60 anos depois do golpe militar, educação pública ainda é alvo do autoritarismo

1º de abril de 1964. O presidente João Goulart era deposto pelos militares. Iniciava ali o período de ditadura militar no Brasil, que durou até 1985. A forma de governo virou o país de cabeça para baixo, inclusive quando o foco é a educação pública. Sessenta anos depois, o setor continua sendo disputado por frentes conservadoras formadas não só por militares, mas também por fundamentalistas religiosos e reacionários de plantão.

Para os militares de 64, era essencial que o sistema de ensino convergisse com as necessidades do momento: o desenvolvimento capitalista. Para qualificar tecnicamente a mão de obra, foram ampliadas as vagas nas escolas públicas para universalizar o ensino de 1º grau (equivalente ao atual Ensino Fundamental). Era necessário que os trabalhadores fossem minimamente letrados, com noções básicas de operações matemáticas.

Acervo do Instituto Vladimir Herzog

“Os militares e seus apoiadores quiseram e querem fugir das piadas do 1º de abril, apontando o regime ditatorial como o regime da mentira. Por isso ainda se discute se o golpe de 64 se deu em 31 de março ou 1º de abril. Isso importa pouco. O que importa mesmo é que, realmente, esse foi um regime da mentira. Um exemplo é essa ampliação das vagas nas escolas, tão capitalizada por quem ainda acha que a ditadura militar foi um período próspero. Por não ter nenhum investimento vinculado, a ampliação dessas vagas nas escolas marcou o início da precarização da educação, um verdadeiro câncer que vivemos até hoje”, explica a diretora do Sinpro Márcia Gilda.

Ao mesmo tempo em que, teoricamente, se abria mais espaço nas escolas públicas, uma força-tarefa se formava para cortar pela raiz o Programa Nacional de Alfabetização do governo João Goulart, coordenado por Paulo Freire, lançado meses antes do golpe.

A educação, dessa forma, não seria mais uma ferramenta de formação do pensamento crítico, de emancipação, mas um equipamento do Estado para depositar nos estudantes as coordenadas de um “cidadão de bem”, passivo ao sistema e obediente às hierarquias.

Mais de seis décadas depois, a educação pública continua sendo disputada por frentes reacionárias. Os objetivos são basicamente os mesmos: formação da mão de obra adequada ao atual modelo de desenvolvimento e a formatação de uma sociedade obediente e submissa.

• Material
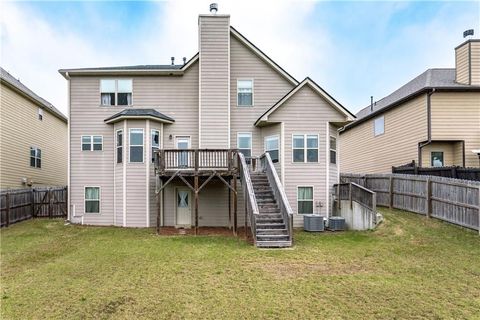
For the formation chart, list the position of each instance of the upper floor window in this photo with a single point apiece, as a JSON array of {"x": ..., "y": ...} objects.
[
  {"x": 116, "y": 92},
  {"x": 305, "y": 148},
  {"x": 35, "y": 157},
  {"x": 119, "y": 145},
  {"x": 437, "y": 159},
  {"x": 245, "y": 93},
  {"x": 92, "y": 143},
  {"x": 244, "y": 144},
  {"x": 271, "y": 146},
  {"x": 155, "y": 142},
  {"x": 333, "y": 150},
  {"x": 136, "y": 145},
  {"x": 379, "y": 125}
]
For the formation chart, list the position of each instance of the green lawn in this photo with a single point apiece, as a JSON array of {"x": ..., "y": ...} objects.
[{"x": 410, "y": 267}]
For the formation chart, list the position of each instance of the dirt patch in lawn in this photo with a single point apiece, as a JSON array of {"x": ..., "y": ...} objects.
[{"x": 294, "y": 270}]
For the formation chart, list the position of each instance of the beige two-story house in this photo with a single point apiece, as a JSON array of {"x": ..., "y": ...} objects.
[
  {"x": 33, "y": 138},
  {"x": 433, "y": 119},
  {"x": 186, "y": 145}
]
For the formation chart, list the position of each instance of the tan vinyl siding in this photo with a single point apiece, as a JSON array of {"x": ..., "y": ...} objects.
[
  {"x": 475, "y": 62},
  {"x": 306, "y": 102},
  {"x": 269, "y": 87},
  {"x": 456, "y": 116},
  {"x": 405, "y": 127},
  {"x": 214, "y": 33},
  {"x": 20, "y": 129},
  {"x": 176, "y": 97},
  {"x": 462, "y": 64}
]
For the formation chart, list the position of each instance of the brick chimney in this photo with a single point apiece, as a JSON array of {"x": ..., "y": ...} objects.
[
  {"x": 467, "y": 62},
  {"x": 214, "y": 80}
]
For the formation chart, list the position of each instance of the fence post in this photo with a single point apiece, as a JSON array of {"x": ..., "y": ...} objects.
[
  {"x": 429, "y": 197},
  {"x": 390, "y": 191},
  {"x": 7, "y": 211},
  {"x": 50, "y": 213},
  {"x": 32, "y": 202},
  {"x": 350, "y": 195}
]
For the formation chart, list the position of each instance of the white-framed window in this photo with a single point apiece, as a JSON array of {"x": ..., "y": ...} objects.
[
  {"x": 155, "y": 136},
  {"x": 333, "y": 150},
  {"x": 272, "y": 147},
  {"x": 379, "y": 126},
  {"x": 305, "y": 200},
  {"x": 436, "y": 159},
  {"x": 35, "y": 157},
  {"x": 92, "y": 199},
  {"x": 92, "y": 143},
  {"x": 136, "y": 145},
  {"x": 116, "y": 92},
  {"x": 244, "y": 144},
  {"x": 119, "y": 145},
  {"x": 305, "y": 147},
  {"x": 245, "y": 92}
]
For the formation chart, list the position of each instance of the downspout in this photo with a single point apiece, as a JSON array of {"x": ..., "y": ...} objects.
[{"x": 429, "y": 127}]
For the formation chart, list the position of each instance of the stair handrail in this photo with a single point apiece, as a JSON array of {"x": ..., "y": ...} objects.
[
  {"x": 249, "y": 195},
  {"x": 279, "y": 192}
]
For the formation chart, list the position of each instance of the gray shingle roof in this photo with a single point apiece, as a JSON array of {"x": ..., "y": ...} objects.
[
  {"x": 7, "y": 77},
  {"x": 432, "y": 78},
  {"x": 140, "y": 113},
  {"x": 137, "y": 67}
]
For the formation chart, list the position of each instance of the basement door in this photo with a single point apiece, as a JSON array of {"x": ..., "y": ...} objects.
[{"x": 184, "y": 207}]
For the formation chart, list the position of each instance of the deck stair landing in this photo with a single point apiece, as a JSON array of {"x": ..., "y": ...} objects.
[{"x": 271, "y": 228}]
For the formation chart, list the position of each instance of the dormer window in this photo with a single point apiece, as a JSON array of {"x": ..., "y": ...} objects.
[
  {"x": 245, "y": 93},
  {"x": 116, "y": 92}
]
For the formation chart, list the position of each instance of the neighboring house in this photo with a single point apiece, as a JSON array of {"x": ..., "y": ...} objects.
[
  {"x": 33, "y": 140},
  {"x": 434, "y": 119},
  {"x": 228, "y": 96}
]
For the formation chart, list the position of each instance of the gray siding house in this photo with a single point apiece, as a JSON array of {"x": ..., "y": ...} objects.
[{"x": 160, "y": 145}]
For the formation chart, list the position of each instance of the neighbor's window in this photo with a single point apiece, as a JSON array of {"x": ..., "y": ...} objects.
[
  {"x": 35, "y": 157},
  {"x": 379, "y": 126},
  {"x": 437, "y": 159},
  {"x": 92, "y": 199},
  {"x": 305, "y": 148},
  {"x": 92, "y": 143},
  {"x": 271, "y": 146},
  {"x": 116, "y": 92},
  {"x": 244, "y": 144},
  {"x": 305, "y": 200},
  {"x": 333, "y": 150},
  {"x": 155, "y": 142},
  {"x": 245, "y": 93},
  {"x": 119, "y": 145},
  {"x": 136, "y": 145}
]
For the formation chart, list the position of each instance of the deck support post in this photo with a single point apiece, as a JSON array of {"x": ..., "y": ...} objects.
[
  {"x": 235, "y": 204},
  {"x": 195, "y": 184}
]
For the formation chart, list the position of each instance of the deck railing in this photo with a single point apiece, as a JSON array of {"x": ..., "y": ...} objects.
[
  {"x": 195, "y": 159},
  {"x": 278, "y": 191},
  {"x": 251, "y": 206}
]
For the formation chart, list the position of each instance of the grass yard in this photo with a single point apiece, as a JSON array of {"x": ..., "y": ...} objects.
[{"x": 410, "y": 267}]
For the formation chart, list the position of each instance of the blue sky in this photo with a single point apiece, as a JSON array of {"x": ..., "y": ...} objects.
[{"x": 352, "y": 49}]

==

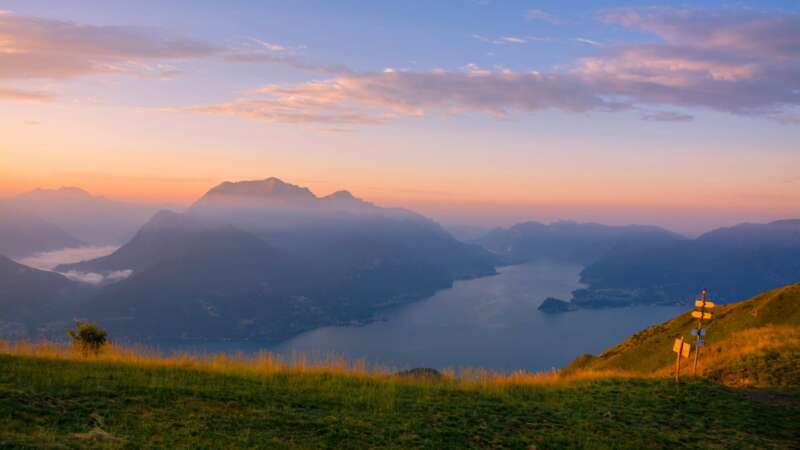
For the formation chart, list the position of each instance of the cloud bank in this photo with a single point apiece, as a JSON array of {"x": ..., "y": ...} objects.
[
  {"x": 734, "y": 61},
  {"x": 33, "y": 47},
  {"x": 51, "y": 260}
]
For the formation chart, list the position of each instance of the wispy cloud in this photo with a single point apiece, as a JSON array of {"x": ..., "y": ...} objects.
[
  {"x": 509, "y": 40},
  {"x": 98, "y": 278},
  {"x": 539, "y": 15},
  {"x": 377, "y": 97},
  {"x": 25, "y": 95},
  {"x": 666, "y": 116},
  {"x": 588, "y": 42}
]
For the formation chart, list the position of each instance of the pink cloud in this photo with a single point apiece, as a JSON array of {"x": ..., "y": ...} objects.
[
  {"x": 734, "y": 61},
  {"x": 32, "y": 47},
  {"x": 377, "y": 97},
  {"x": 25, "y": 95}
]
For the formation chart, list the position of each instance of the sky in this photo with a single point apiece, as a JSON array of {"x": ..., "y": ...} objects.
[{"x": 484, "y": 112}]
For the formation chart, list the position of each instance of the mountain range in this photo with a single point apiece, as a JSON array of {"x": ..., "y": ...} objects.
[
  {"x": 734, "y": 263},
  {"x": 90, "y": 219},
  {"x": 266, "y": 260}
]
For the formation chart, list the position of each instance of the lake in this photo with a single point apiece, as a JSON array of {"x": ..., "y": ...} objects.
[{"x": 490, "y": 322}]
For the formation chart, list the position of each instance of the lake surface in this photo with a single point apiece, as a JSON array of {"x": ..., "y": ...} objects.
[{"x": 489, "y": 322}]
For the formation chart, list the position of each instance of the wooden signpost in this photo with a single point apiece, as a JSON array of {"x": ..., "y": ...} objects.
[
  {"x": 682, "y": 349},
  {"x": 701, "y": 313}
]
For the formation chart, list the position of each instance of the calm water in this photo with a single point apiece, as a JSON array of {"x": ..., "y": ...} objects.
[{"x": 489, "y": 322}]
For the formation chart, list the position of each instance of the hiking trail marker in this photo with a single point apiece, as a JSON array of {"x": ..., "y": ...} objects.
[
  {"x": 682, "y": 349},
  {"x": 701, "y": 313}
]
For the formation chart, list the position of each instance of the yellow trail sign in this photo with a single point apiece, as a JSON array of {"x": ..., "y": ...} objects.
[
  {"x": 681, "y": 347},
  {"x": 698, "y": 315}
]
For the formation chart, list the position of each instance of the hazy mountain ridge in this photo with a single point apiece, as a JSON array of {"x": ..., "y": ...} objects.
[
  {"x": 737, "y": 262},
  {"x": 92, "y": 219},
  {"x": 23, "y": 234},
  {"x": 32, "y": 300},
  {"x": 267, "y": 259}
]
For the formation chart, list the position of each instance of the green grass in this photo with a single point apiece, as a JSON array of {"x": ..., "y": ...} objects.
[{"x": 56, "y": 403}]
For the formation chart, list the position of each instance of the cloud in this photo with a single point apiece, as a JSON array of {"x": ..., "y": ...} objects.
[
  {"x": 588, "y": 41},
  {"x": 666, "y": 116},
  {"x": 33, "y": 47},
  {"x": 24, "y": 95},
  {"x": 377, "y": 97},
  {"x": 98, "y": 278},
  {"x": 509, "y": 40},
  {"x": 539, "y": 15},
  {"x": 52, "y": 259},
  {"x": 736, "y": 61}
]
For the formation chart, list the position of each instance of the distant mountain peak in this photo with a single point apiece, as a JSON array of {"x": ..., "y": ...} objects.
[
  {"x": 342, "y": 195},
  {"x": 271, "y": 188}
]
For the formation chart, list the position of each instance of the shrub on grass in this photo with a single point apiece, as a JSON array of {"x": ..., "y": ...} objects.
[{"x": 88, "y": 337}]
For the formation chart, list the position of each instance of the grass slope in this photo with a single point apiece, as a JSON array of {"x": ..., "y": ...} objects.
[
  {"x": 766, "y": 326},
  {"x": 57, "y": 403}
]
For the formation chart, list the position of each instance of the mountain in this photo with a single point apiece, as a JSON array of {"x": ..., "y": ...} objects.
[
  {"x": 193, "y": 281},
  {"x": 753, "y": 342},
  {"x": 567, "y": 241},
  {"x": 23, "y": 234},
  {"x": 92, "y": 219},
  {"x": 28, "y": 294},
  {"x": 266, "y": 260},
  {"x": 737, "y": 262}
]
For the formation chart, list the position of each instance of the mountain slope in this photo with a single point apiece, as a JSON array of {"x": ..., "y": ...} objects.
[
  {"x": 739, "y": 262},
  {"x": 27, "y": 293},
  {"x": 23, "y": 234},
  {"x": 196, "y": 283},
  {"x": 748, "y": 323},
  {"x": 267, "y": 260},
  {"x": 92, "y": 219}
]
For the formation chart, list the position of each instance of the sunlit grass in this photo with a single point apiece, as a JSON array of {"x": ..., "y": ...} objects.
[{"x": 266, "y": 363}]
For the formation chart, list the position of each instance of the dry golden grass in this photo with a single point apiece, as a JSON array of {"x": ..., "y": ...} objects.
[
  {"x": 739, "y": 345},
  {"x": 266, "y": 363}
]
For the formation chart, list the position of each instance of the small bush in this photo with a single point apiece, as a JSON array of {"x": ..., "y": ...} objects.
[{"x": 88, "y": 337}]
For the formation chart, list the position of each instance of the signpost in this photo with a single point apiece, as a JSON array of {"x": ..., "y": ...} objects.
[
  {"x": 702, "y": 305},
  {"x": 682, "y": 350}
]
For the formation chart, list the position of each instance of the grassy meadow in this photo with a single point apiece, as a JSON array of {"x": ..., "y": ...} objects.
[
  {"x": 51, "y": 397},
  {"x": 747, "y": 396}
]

...

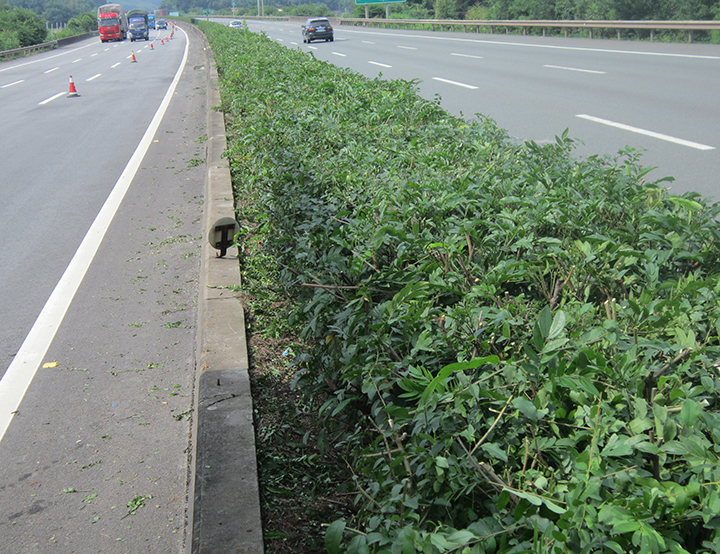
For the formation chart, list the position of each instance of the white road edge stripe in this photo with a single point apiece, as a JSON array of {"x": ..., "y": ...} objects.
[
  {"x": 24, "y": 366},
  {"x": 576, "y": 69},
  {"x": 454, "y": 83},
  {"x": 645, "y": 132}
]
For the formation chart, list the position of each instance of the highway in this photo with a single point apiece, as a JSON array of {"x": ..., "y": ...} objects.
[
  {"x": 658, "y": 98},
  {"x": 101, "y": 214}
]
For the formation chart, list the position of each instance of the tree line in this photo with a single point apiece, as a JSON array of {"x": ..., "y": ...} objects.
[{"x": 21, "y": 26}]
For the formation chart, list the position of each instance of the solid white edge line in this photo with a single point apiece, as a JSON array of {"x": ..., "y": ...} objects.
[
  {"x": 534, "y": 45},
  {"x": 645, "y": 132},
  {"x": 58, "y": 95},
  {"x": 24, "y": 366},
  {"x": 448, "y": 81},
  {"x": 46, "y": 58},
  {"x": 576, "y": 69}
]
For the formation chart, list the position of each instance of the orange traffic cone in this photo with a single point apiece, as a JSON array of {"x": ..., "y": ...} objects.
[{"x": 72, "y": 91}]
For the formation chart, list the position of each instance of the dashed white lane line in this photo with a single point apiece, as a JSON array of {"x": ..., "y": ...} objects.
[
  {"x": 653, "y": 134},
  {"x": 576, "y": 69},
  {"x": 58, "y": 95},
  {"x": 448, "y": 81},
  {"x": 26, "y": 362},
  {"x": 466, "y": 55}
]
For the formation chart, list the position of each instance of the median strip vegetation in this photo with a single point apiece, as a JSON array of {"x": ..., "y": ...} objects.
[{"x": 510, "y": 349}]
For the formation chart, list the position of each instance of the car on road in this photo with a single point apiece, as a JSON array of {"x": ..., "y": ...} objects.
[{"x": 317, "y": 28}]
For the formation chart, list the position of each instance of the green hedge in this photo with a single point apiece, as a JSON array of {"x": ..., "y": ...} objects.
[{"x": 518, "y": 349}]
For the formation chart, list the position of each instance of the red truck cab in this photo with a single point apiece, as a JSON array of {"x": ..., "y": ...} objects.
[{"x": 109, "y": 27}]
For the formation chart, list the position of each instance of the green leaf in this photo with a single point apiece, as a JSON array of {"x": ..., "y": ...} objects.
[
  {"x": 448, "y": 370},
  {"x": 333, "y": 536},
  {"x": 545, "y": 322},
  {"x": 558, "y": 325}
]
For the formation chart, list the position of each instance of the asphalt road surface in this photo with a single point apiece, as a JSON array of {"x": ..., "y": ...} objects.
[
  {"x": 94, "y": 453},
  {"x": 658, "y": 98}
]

• O que se pede
**A)** No texto sobre a educação pública e o golpe de 64, que grupos formam as frentes conservadoras que ainda disputam o setor?
**B)** Transcreva do texto sobre a educação pública e o golpe de 64 tudo o que vai de "Mais de seis" até "obediente e submissa.".
**C)** Continue o texto sobre a educação pública e o golpe de 64 a partir do ponto em que ele termina.
A listagem não tem nenhuma relação com o texto.

• Respostas
**A)** Militares, fundamentalistas religiosos e reacionários de plantão.

**B)**
Mais de seis décadas depois, a educação pública continua sendo disputada por frentes reacionárias. Os objetivos são basicamente os mesmos: formação da mão de obra adequada ao atual modelo de desenvolvimento e a formatação de uma sociedade obediente e submissa.

**C)**
Em pleno regime democrático, a investida que remonta à ditadura é feita de forma organizada e potente, via projetos e propostas como o Escola Sem Partido e, mais recentemente, a caça ao Plano Nacional de Educação 2024-2034.

Aprovado em janeiro, na Conferência Nacional de Educação, o PNE tramita no Congresso Nacional. Entre um dos maiores opositores à proposta construída coletiva e democraticamente, está o atual presidente da Comissão de Educação, Nikolas Ferreira. Como bagagem, o deputado tem sua atuação marcada pela aprovação de lei proibindo a linguagem neutra nas escolas de Belo Horizonte, quando vereador da cidade, e como deputado, o apoio fiel à educação domiciliar (homeschooling).

Nikolas engrossa o grupo que atua principalmente pelo WhatsApp com a distribuição de cartilhas que afirmam que se o PNE for aprovado como está, “crianças serão estimuladas à iniciação precoce da sexualidade” e estudantes em geral sofrerão uma “doutrinação ideológica da esquerda”. Quem relata o caso é a Agência Pública.

Conferência Nacional de Educação, de forma plural e democrática, aprova PNE 2024-2034

Mais grave, o PNE não é a única proposta na mira dos representantes do boi, da bala e da bíblia. Segundo levantamento do Instituto de Estudos da Religião, apontado em matéria da Agência Pública, “os parlamentares de direita são autores da maior parte das propostas relacionadas à educação”, e os subtemas mais abordados são segurança nas escolas (por meio de violência), além da oposição completa ao debate sobre gênero e tudo que gira em torno disso (como o uso da linguagem neutra).

“É inquestionável que a educação pensada no período da ditadura militar no Brasil foi formatada para servir ao mercado, ao mesmo tempo em que tentava formar cidadãos sem senso crítico. O mais surreal é constatar que, 60 anos depois, essa herança maldita continua embrenhada no nosso dia a dia”, avalia a diretora do Sinpro Mácia Gilda.

Para ela, professores(as), orientadores(as) educacionais e a sociedade em geral têm papel fundamental na defesa da educação pública de qualidade socialmente referenciada.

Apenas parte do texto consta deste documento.